Data in this exercise
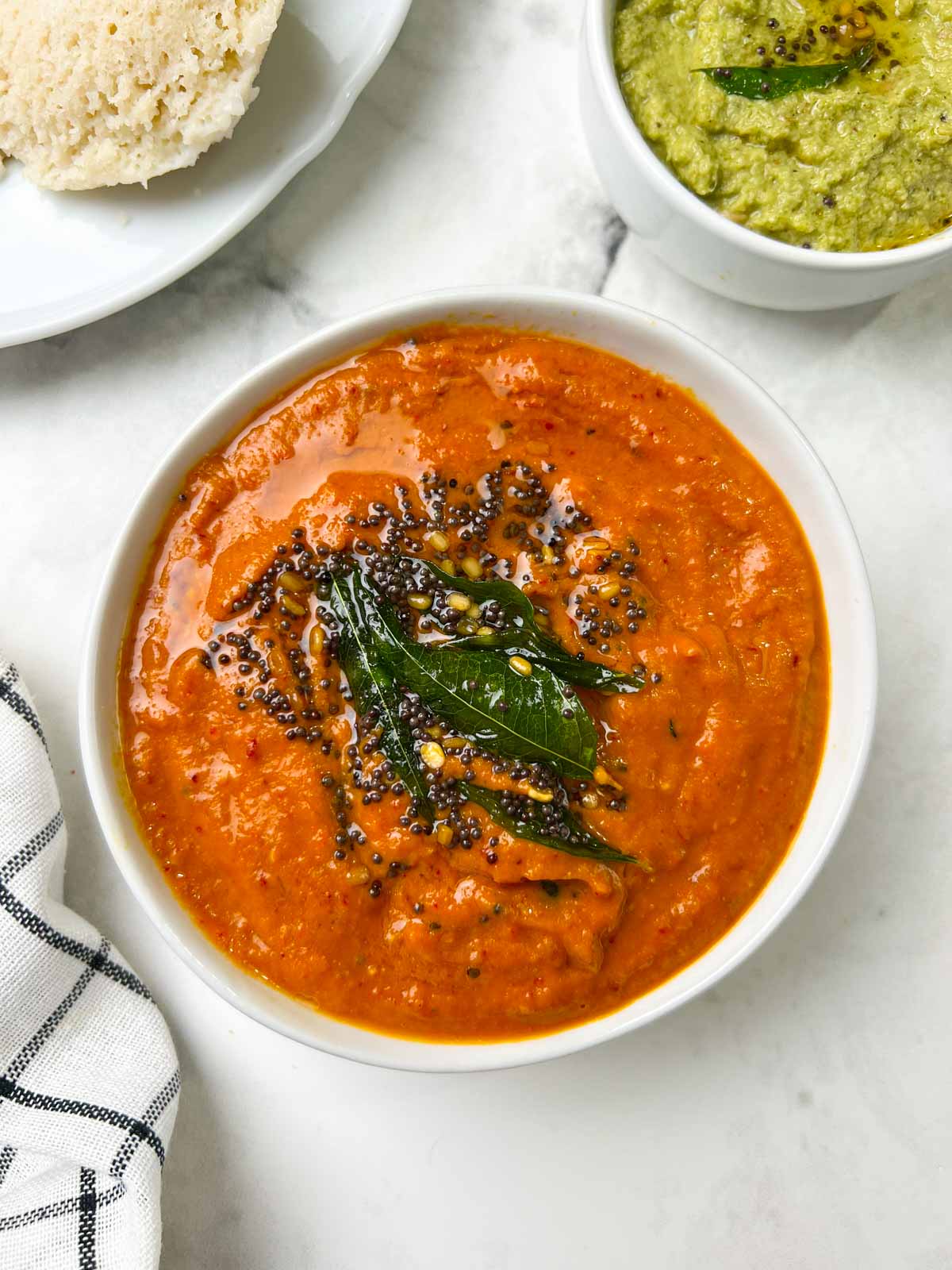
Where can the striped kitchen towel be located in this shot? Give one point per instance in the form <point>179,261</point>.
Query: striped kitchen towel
<point>89,1083</point>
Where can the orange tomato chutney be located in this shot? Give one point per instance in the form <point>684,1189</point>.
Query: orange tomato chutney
<point>712,761</point>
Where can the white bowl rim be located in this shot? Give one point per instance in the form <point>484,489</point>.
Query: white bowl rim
<point>598,36</point>
<point>410,1053</point>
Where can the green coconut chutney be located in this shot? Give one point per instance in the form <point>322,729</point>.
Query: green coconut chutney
<point>861,165</point>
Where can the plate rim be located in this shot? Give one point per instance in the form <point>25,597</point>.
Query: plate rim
<point>352,87</point>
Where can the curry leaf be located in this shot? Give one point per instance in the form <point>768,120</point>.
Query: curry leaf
<point>475,692</point>
<point>524,818</point>
<point>768,83</point>
<point>514,715</point>
<point>524,638</point>
<point>362,641</point>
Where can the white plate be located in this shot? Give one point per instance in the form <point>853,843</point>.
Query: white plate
<point>70,258</point>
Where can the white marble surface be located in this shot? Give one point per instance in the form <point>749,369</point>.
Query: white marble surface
<point>800,1115</point>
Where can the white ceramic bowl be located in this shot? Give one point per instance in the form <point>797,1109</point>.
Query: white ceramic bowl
<point>753,418</point>
<point>700,243</point>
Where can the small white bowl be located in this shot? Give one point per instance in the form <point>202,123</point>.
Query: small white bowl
<point>757,422</point>
<point>696,241</point>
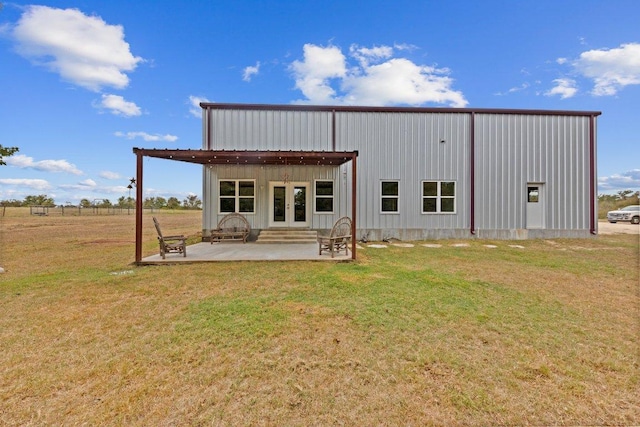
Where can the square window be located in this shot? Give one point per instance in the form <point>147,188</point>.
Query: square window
<point>237,196</point>
<point>438,197</point>
<point>323,196</point>
<point>389,192</point>
<point>389,188</point>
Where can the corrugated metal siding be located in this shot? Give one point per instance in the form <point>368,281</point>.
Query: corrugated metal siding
<point>406,147</point>
<point>269,130</point>
<point>513,150</point>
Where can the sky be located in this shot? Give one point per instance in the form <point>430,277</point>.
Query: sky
<point>83,82</point>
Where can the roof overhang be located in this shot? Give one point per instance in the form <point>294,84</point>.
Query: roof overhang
<point>244,157</point>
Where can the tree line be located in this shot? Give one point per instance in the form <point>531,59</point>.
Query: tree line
<point>612,202</point>
<point>191,202</point>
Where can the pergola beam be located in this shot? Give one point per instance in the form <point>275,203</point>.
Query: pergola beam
<point>240,157</point>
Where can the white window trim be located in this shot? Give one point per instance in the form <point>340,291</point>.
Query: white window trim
<point>316,196</point>
<point>397,197</point>
<point>237,196</point>
<point>439,197</point>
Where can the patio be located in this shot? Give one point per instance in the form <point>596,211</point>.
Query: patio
<point>220,252</point>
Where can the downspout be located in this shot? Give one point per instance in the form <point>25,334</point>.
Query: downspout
<point>138,205</point>
<point>472,171</point>
<point>592,176</point>
<point>354,198</point>
<point>333,130</point>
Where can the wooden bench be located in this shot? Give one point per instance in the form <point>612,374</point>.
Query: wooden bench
<point>231,227</point>
<point>338,239</point>
<point>169,244</point>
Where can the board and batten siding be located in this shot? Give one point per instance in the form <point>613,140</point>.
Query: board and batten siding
<point>512,150</point>
<point>268,130</point>
<point>408,148</point>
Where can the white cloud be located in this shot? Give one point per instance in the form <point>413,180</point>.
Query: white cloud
<point>366,55</point>
<point>36,184</point>
<point>313,74</point>
<point>610,69</point>
<point>147,136</point>
<point>84,50</point>
<point>119,106</point>
<point>377,78</point>
<point>564,87</point>
<point>626,181</point>
<point>109,175</point>
<point>250,71</point>
<point>194,102</point>
<point>25,162</point>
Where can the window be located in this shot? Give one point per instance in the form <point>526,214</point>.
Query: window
<point>237,196</point>
<point>438,197</point>
<point>389,197</point>
<point>324,196</point>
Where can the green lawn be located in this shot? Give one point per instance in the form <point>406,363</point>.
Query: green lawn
<point>541,335</point>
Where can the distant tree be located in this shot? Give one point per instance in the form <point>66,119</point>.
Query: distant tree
<point>40,200</point>
<point>126,202</point>
<point>192,202</point>
<point>15,203</point>
<point>6,151</point>
<point>155,202</point>
<point>173,203</point>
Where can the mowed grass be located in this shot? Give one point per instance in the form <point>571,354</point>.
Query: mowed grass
<point>541,335</point>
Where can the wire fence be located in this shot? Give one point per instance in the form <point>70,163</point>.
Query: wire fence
<point>79,210</point>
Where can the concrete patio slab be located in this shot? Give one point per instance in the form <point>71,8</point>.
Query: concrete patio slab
<point>225,251</point>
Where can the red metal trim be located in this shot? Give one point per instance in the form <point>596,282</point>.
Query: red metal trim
<point>592,176</point>
<point>328,108</point>
<point>139,158</point>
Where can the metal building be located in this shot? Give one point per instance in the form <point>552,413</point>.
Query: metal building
<point>422,173</point>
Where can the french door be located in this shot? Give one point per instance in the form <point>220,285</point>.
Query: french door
<point>288,204</point>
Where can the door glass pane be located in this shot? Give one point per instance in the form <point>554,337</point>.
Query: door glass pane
<point>324,188</point>
<point>300,204</point>
<point>279,202</point>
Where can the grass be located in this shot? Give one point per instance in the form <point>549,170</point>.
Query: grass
<point>543,335</point>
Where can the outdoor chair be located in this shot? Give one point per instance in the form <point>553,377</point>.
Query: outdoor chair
<point>170,244</point>
<point>231,227</point>
<point>338,239</point>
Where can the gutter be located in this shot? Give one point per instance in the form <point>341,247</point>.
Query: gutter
<point>472,172</point>
<point>592,176</point>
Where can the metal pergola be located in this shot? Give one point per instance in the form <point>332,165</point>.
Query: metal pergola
<point>240,157</point>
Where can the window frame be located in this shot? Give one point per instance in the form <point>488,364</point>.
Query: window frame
<point>390,197</point>
<point>438,197</point>
<point>316,196</point>
<point>237,196</point>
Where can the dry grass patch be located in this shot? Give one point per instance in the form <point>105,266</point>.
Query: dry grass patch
<point>404,336</point>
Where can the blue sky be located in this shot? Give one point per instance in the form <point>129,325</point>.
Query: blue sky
<point>83,82</point>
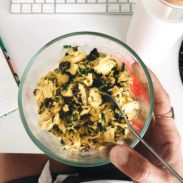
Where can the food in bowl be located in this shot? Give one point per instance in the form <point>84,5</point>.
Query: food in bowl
<point>71,107</point>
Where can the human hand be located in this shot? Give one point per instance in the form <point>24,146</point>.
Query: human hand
<point>140,165</point>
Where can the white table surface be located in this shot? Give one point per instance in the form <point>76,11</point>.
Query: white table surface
<point>24,35</point>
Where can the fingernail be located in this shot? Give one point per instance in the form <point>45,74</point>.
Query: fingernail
<point>119,155</point>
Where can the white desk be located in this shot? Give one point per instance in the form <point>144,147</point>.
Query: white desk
<point>24,35</point>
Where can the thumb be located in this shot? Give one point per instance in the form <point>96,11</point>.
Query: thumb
<point>134,165</point>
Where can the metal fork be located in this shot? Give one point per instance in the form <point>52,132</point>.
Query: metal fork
<point>169,168</point>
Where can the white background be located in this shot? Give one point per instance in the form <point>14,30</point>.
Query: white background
<point>24,35</point>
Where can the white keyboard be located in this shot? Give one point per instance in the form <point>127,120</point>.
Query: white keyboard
<point>72,6</point>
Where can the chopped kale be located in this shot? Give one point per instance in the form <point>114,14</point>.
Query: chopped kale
<point>94,54</point>
<point>118,117</point>
<point>100,127</point>
<point>56,128</point>
<point>82,135</point>
<point>64,66</point>
<point>48,102</point>
<point>116,71</point>
<point>85,70</point>
<point>63,114</point>
<point>58,91</point>
<point>76,89</point>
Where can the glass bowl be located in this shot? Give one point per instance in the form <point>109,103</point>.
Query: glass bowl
<point>47,59</point>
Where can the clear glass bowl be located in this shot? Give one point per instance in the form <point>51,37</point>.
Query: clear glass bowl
<point>47,59</point>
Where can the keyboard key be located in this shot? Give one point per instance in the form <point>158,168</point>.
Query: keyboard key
<point>48,8</point>
<point>26,8</point>
<point>39,1</point>
<point>113,8</point>
<point>80,8</point>
<point>91,1</point>
<point>60,1</point>
<point>36,8</point>
<point>101,1</point>
<point>15,8</point>
<point>125,8</point>
<point>123,1</point>
<point>70,1</point>
<point>132,1</point>
<point>50,1</point>
<point>22,1</point>
<point>81,1</point>
<point>133,7</point>
<point>112,1</point>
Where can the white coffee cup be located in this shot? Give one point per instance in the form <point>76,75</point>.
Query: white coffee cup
<point>155,27</point>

Objective
Retype, character for character, the lines above from the one containing "Where can the white marble" through the one containing "<point>700,243</point>", including both of those lines.

Task response
Where can the white marble surface be located in this shot? Give one point per instance in the form <point>749,369</point>.
Query: white marble surface
<point>800,1115</point>
Where can the white ceramic bowl be located in this shot? Give one point per instance in the form <point>797,1109</point>.
Query: white ceramic bowl
<point>753,418</point>
<point>700,243</point>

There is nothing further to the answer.